飛距離アップの記事から、「TEXT/Daisei Sugawara PHOTO/Hiroaki」という語句を含むところで始まり「#5 「トップをコンパクトにしてスピン減」」で終わる部分を、一字一句違えずに書き写してもらえますか?

───── 抜粋テキスト ─────

Myゴルフダイジェスト

  • ホーム
  • レッスン
  • 【トップアマの飛距離アップ実録集】#2「“ヘッドが走る”クラブの使い方を追求」

【トップアマの飛距離アップ実録集】#2「“ヘッドが走る”クラブの使い方を追求」

ゴルフは飛距離じゃないと言うけれど、「やっぱり、もっともっと飛ばしたい!」というのがゴルファーの本音。そこで今回は、今もなお飛距離が伸びている8名の競技アマに飛ばしの秘訣を教えてもらった。

TEXT/Daisei Sugawara PHOTO/Hiroaki Arihara、Shinji Osawa、Hiroyuki Okazawa THANKS/森林公園ゴルフ倶楽部、ゴールド佐野カントリークラブ、富士カントリー笠間倶楽部、BAY GOLF CLUB、長津田ゴルフガーデン

●CONTENTS●
#1 「ボール位置を変えただけで飛ぶ弾道に」
#2 「ヘッドが走るクラブの使い方を追求」
#3 「切り返しで手元を遠くに下す」
#4 「クラブを短くしたらスピードアップ」
#5 「トップをコンパクトにしてスピン減」

ヘッドを走らせる
クラブの使い方を試行錯誤

飛距離の3要素(初速、打ち出し角、スピン量)のうち、初速だけは「速ければ速いほど」飛ばしに有利になる。そのためには、ヘッド速度を上げる必要がある。飛距離の出る人に共通するもの、それは当然ながら「ヘッド」の速さ。逆に飛ばない人は、手や体を速く動かせても、肝心のヘッドが速くないことが多い。

植田悠斗さんは、スポーツ経験豊富で初心者の頃から240ヤードは飛んでいたというが、力任せのスウィングから、あるとき「もっとシャフトをしならせて、先端を速く振ればいいのでは」と開眼し、現在は270ヤードまで飛距離が伸びた。

木名瀬和重さんは、独自の素振りトレーニングを続け、「自分はもっと速く振れる」と脳にインプットすることで、何と310ヤードまで飛距離を伸ばしたという。ヘッドを速く振るのに必要なのは、自分なりのコツをつかむことと、「当てよう」という意識をなくすこと。2人の体験を参考にしよう。

───── 抽出レコード ─────

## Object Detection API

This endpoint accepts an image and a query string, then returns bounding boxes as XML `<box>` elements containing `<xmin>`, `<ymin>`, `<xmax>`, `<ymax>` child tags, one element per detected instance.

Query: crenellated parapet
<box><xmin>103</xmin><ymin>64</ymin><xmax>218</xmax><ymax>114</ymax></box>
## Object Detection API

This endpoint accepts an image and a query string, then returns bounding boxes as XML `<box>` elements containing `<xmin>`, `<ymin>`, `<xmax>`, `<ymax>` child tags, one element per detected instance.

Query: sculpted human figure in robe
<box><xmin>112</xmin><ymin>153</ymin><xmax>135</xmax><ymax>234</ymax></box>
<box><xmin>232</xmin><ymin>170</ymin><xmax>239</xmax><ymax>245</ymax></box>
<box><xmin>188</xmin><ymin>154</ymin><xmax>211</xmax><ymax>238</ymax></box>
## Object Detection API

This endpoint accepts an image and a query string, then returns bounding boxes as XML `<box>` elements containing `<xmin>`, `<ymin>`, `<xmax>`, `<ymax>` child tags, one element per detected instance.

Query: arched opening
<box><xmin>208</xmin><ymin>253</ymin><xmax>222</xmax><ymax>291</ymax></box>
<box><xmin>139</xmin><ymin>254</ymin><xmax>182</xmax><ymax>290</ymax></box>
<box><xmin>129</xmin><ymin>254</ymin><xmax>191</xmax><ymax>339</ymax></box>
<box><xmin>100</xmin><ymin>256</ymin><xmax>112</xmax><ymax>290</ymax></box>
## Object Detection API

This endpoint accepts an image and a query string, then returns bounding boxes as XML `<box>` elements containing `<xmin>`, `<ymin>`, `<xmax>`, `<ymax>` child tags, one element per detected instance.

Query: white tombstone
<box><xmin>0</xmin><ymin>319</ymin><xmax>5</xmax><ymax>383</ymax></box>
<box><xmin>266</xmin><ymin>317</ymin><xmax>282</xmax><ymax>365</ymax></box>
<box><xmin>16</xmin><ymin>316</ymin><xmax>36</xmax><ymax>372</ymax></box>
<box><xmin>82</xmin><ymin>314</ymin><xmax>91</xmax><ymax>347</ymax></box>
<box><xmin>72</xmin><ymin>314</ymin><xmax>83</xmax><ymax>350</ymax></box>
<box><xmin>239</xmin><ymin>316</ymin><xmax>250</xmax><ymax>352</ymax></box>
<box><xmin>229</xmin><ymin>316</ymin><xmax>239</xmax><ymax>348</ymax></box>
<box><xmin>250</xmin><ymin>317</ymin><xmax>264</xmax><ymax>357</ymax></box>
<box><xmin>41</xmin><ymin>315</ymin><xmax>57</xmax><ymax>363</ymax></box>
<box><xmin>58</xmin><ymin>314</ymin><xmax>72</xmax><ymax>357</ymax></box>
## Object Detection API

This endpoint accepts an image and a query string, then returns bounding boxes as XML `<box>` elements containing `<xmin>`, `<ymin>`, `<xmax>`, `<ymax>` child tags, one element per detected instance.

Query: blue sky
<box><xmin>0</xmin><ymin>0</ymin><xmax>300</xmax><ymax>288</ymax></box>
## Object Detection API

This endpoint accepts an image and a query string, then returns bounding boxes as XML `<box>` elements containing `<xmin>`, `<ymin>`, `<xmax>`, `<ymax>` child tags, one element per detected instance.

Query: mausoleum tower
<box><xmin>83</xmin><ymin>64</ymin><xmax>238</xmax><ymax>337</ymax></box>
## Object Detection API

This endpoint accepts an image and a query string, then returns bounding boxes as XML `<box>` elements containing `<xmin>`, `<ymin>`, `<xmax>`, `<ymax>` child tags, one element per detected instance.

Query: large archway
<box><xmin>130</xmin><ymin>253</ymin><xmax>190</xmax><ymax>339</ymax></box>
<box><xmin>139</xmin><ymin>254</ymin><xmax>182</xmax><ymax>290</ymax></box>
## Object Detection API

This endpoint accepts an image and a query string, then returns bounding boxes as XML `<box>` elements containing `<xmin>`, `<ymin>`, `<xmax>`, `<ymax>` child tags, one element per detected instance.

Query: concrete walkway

─────

◆ この課題の回答
TEXT/Daisei Sugawara PHOTO/Hiroaki Arihara、Shinji Osawa、Hiroyuki Okazawa THANKS/森林公園ゴルフ倶楽部、ゴールド佐野カントリークラブ、富士カントリー笠間倶楽部、BAY GOLF CLUB、長津田ゴルフガーデン

●CONTENTS●
#1 「ボール位置を変えただけで飛ぶ弾道に」
#2 「ヘッドが走るクラブの使い方を追求」
#3 「切り返しで手元を遠くに下す」
#4 「クラブを短くしたらスピードアップ」
#5 「トップをコンパクトにしてスピン減」